CONSIGNE: Reprenez le texte sur le film « Nous » d'Alice Diop là où il s'arrête et rédigez-en la suite.

== TEXTE SOURCE ==

Nous. Alice Diop, France, 2020, 114 minutes.
Ce Nous-là est aussi un je. Un film personnel donc, presque en première personne, où la cinéaste n’hésite pas à apparaître, où elle évoque sa famille (avec des images d’archives familiales), ses parents disparus, sa relation particulière avec son père, et sa sœur, dont elle suit l’activité professionnelle (elle est infirmière). Et sa banlieue, celle où elle a grandi, celle où elle a vécu, où elle vit encore.
Le Nous de la banlieue, des habitants de la banlieue. Une communauté virtuelle certes, mais qui se reconnaît ne serait-ce que par la fréquentation du RER. Un itinéraire en banlieue donc, du nord au sud ou du sud su nord, peu importe la direction des trains qui se croisent ou qui s’arrêtent en gare. Des trains qui doivent bien traverser Paris, mais la Capitale reste hors-champ, comme rayée de la carte. La banlieue est suffisamment variée, diversifiée, pour alimenter toute une vie pour ceux qui y vivent, qui y travaillent, qui n’en partent jamais, ou si peu, tout un imaginaire.

===
== DONNÉES FOURNIES ==

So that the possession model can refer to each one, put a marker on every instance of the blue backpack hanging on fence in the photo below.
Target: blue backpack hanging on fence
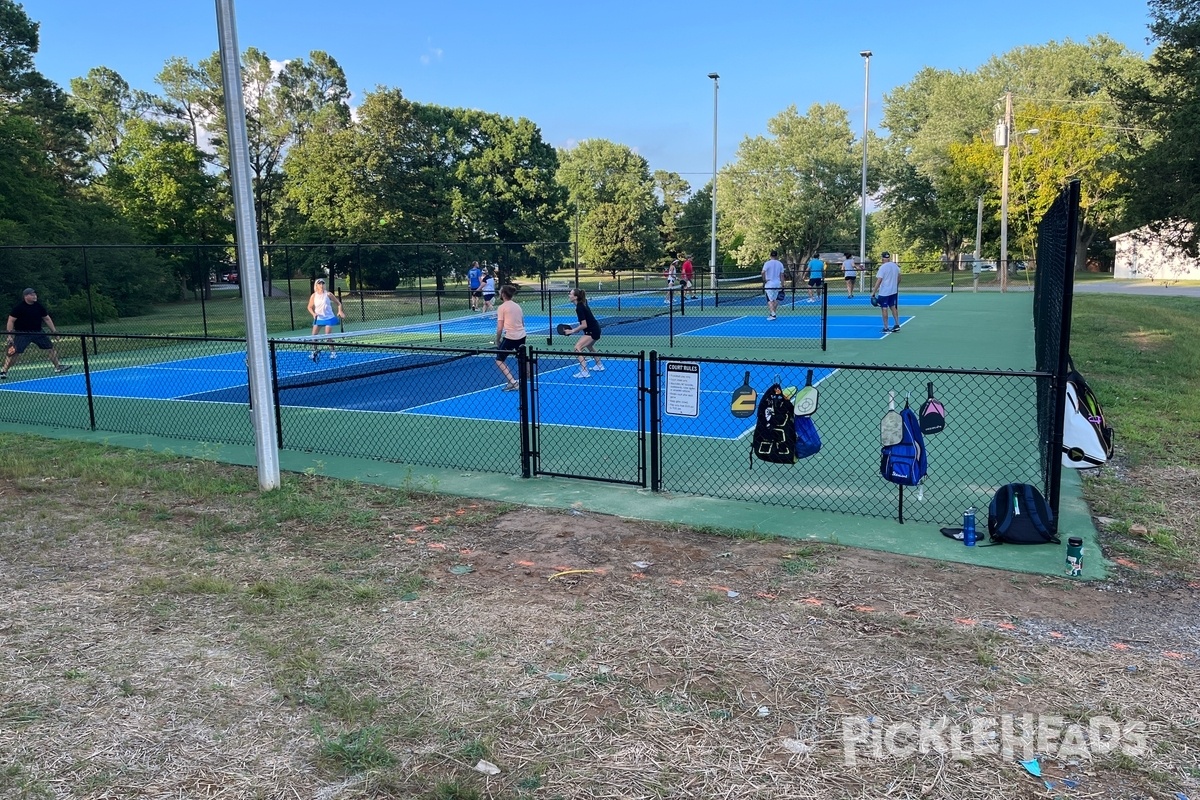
(904, 462)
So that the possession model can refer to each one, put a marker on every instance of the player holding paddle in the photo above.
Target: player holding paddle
(591, 329)
(322, 307)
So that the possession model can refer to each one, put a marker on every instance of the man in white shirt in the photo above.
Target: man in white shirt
(887, 289)
(773, 282)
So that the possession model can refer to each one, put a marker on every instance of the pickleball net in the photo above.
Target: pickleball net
(309, 361)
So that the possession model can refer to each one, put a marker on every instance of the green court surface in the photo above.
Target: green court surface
(961, 330)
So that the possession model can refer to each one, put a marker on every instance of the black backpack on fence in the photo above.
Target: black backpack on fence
(774, 432)
(1019, 515)
(905, 462)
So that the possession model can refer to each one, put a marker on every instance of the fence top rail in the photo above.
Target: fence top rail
(228, 245)
(873, 367)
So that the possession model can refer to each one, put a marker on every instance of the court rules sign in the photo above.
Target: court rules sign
(683, 389)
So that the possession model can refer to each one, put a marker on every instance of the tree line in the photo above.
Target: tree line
(107, 163)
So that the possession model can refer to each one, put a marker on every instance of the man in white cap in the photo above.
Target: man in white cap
(25, 328)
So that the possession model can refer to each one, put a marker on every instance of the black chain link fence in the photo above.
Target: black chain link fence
(447, 407)
(1053, 299)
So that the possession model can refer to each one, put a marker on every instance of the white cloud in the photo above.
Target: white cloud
(431, 55)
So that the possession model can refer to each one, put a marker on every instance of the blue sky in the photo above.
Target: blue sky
(629, 71)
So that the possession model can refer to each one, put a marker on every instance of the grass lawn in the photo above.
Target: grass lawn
(171, 631)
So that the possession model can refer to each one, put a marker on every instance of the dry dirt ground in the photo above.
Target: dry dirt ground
(157, 645)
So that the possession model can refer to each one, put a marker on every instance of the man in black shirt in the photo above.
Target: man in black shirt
(25, 328)
(591, 329)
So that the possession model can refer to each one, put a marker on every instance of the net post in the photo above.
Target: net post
(87, 380)
(825, 314)
(671, 318)
(523, 410)
(275, 394)
(649, 386)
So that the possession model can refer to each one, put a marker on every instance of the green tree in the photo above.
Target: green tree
(159, 181)
(504, 187)
(941, 156)
(111, 104)
(672, 191)
(611, 188)
(796, 190)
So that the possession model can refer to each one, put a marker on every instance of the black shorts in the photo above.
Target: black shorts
(508, 346)
(22, 341)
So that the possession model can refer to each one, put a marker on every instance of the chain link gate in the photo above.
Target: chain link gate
(588, 427)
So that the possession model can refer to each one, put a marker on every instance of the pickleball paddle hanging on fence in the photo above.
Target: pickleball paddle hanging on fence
(745, 400)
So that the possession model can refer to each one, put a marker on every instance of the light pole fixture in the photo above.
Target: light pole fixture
(1003, 138)
(712, 252)
(862, 224)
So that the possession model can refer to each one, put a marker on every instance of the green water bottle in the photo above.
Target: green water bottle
(1074, 557)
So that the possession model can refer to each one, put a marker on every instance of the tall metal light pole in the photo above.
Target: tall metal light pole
(862, 226)
(1003, 138)
(712, 253)
(251, 269)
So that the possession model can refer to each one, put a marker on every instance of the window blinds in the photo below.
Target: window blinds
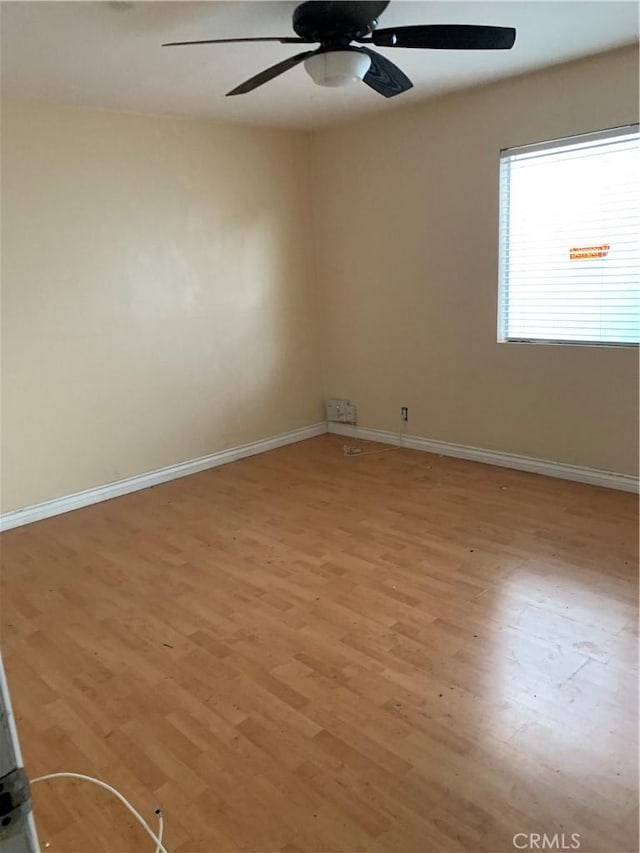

===

CORRIGÉ:
Le Nous d’un territoire, d’un itinéraire dans ce territoire. Des rencontres attendues ou surprenantes, forcément contrastées, l’immigré sans papier, ceux qui pleurent la mort de Louis XVI lors d’une cérémonie dans la basilique de Saint Denis ou ceux qui pratiquent la chasse à courre, L’évocation de la shoah, et les jeux tout simples des enfants dans la nature avec un simple carton servant de luge sur l’herbe. Les grands ensembles, on ne les voit que de loin. Alice Diop les avait déjà filmés en 2006, à Clichy (Clichy pour l’exemple).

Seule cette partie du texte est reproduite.